- Task details -
Count the lines below that contain the string "clicks", and give only the number.

---

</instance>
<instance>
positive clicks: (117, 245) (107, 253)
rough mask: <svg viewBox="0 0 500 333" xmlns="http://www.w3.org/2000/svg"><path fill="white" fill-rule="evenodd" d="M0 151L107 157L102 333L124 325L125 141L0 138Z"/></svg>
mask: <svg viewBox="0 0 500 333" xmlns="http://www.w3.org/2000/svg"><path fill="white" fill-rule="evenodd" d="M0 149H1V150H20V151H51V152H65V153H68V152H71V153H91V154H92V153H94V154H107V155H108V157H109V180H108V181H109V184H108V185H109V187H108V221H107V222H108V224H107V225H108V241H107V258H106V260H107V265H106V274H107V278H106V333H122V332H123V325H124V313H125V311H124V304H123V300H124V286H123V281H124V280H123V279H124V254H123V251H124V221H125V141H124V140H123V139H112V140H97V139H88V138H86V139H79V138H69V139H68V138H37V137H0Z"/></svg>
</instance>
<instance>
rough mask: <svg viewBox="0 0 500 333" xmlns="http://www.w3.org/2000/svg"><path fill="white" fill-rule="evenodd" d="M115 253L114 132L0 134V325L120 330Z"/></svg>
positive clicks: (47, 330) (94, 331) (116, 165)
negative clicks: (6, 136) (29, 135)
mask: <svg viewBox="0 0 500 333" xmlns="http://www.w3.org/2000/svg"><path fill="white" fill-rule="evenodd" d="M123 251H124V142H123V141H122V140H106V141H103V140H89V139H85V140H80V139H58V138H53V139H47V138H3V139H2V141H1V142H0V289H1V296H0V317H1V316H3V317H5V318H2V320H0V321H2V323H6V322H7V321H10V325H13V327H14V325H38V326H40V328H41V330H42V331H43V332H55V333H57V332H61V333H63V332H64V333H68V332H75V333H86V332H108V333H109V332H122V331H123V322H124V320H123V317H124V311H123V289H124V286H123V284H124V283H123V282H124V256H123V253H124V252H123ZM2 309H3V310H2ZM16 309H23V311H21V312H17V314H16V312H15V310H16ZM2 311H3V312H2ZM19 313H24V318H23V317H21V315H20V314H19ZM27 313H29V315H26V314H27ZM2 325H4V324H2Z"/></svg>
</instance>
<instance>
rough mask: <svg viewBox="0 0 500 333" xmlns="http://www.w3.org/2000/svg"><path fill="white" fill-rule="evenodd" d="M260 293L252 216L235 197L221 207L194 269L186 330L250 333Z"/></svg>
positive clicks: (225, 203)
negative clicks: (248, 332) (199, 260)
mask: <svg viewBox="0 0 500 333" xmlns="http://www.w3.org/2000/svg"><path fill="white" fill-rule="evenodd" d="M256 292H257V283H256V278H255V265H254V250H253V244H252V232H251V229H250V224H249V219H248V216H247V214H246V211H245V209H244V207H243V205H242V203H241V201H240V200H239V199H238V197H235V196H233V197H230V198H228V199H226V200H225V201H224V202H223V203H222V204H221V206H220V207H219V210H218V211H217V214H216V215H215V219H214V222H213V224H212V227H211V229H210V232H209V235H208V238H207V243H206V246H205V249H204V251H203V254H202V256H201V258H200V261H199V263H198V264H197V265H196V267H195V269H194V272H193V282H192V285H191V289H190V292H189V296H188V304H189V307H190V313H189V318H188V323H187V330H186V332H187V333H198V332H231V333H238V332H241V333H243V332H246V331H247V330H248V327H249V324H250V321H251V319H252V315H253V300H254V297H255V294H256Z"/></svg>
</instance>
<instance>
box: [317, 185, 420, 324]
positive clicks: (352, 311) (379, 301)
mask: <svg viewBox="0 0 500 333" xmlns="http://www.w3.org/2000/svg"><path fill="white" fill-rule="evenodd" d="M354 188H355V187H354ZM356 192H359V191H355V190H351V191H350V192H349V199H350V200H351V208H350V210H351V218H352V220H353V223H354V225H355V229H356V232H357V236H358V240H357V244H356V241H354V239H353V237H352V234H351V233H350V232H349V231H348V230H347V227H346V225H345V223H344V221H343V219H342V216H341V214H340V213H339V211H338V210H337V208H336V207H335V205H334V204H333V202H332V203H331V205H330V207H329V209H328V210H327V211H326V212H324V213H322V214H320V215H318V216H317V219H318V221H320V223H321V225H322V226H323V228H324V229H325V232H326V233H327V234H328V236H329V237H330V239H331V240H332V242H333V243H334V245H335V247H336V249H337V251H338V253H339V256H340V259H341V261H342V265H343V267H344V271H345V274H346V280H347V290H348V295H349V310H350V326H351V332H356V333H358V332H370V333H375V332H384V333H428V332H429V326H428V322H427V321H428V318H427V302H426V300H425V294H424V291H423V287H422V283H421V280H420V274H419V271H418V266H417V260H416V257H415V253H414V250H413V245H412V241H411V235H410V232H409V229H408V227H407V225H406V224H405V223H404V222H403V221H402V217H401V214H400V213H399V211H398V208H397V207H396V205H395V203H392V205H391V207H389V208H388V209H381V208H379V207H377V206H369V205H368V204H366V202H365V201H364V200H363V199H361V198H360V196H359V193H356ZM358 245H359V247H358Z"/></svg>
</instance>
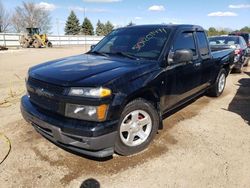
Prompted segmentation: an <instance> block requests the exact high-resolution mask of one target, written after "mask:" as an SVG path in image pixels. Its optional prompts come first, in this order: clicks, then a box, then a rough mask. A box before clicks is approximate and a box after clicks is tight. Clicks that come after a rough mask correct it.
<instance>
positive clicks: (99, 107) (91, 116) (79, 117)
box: [65, 104, 108, 121]
mask: <svg viewBox="0 0 250 188" xmlns="http://www.w3.org/2000/svg"><path fill="white" fill-rule="evenodd" d="M107 109H108V105H106V104H102V105H100V106H86V105H79V104H66V109H65V115H66V116H67V117H71V118H75V119H81V120H88V121H104V120H105V119H106V115H107Z"/></svg>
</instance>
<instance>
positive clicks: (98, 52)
mask: <svg viewBox="0 0 250 188" xmlns="http://www.w3.org/2000/svg"><path fill="white" fill-rule="evenodd" d="M89 53H92V54H97V55H101V56H105V57H109V55H108V54H106V53H104V52H99V51H90V52H89Z"/></svg>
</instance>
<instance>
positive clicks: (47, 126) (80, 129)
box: [21, 96, 117, 158]
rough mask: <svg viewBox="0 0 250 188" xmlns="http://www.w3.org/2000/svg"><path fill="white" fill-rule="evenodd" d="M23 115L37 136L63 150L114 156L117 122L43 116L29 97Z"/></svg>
mask: <svg viewBox="0 0 250 188" xmlns="http://www.w3.org/2000/svg"><path fill="white" fill-rule="evenodd" d="M21 112H22V115H23V117H24V119H25V120H26V121H27V122H30V123H31V124H32V126H33V127H34V128H35V129H36V131H37V132H39V133H40V134H41V135H43V136H44V137H46V138H47V139H48V140H50V141H51V142H53V143H55V144H57V145H59V146H61V147H63V148H66V149H68V150H72V151H75V152H77V153H81V154H84V155H88V156H93V157H98V158H101V157H107V156H111V155H112V154H113V153H114V143H115V139H116V135H117V131H116V130H117V121H110V122H103V123H96V122H87V121H81V120H75V119H70V118H66V117H63V116H60V115H56V114H53V113H49V112H43V111H41V110H40V109H39V108H37V107H36V106H35V105H33V104H32V103H31V102H30V100H29V98H28V96H24V97H22V99H21Z"/></svg>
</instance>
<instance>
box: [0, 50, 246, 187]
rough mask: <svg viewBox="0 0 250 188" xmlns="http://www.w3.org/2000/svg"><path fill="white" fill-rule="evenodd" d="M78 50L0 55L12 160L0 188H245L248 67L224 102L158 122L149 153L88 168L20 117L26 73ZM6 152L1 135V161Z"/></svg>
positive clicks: (90, 165) (6, 160) (89, 166)
mask: <svg viewBox="0 0 250 188" xmlns="http://www.w3.org/2000/svg"><path fill="white" fill-rule="evenodd" d="M83 50H84V48H57V49H56V48H53V49H28V50H18V51H9V52H0V78H1V79H0V132H1V133H4V135H6V136H7V137H8V138H9V139H10V142H11V146H12V148H11V152H10V154H9V156H8V157H7V158H6V160H5V161H4V162H3V163H2V164H1V165H0V187H79V186H80V184H81V183H82V181H83V180H85V179H87V178H90V177H92V178H95V179H97V180H98V181H99V182H100V183H101V185H102V187H126V188H127V187H134V188H136V187H150V188H151V187H249V185H250V157H249V156H250V126H249V125H250V67H249V68H248V69H247V68H246V69H245V70H244V73H242V74H231V75H230V76H229V77H228V80H227V86H226V89H225V92H224V94H223V95H222V96H221V97H219V98H217V99H213V98H209V97H205V96H204V97H201V98H199V99H198V100H196V101H194V102H193V103H192V104H190V105H188V106H186V107H184V108H183V109H181V110H180V111H178V112H177V113H174V114H173V115H170V116H169V117H167V118H166V119H165V120H164V129H163V130H162V131H160V132H159V134H158V135H157V137H156V139H155V141H154V142H153V143H152V144H151V145H150V147H149V149H147V150H146V151H145V152H142V153H140V154H138V155H135V156H131V157H121V156H116V155H115V156H114V157H113V159H110V160H105V161H95V160H91V159H87V158H85V157H83V156H78V155H75V154H72V153H69V152H67V151H65V150H62V149H61V148H58V147H57V146H55V145H54V144H52V143H50V142H49V141H47V140H46V139H44V138H43V137H41V136H40V135H39V134H38V133H36V132H35V131H34V130H33V128H32V127H31V126H30V125H29V124H27V123H26V122H25V121H24V120H23V119H22V117H21V115H20V110H19V99H20V96H21V95H23V94H24V93H25V88H24V78H25V74H26V71H27V69H28V67H30V66H32V65H35V64H38V63H41V62H44V61H47V60H52V59H56V58H59V57H63V56H69V55H75V54H79V53H82V52H83ZM7 151H8V144H7V142H5V140H4V137H3V136H1V135H0V161H1V160H2V158H3V157H4V156H5V154H6V152H7Z"/></svg>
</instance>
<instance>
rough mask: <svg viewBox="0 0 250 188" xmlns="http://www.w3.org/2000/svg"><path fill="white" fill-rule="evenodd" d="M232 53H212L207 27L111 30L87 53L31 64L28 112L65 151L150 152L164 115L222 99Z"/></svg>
mask: <svg viewBox="0 0 250 188" xmlns="http://www.w3.org/2000/svg"><path fill="white" fill-rule="evenodd" d="M233 61H234V52H233V50H230V49H227V50H222V51H217V52H212V53H211V50H210V48H209V45H208V39H207V36H206V33H205V32H204V30H203V28H202V27H200V26H195V25H144V26H132V27H125V28H120V29H116V30H114V31H112V32H111V33H110V34H109V35H108V36H106V37H105V38H104V39H103V40H101V41H100V42H99V43H98V44H97V45H95V46H92V48H91V50H90V51H89V52H87V53H86V54H82V55H77V56H73V57H68V58H62V59H59V60H54V61H50V62H47V63H44V64H40V65H37V66H34V67H32V68H30V69H29V71H28V76H27V78H26V85H27V95H25V96H23V97H22V99H21V112H22V115H23V117H24V118H25V119H26V120H27V121H28V122H30V123H31V124H32V126H33V127H34V128H35V129H36V130H37V131H38V132H39V133H40V134H42V135H43V136H44V137H46V138H47V139H48V140H50V141H52V142H54V143H55V144H57V145H59V146H60V147H62V148H66V149H69V150H73V151H75V152H80V153H82V154H85V155H90V156H94V157H107V156H110V155H112V154H113V153H114V152H116V153H118V154H121V155H131V154H134V153H137V152H139V151H142V150H143V149H145V148H146V147H147V146H148V145H149V143H150V142H151V141H152V140H153V138H154V136H155V134H156V133H157V131H158V130H159V129H162V120H163V117H164V116H163V115H164V114H165V113H166V112H169V111H170V110H173V109H175V108H177V107H179V106H180V105H183V104H184V103H186V102H187V101H189V100H191V99H193V98H195V97H197V96H200V95H201V94H202V93H206V94H209V95H210V96H215V97H218V96H220V95H221V93H222V92H223V90H224V87H225V83H226V77H227V76H228V74H229V72H230V69H231V66H232V64H233Z"/></svg>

---

- Solution to this task -
11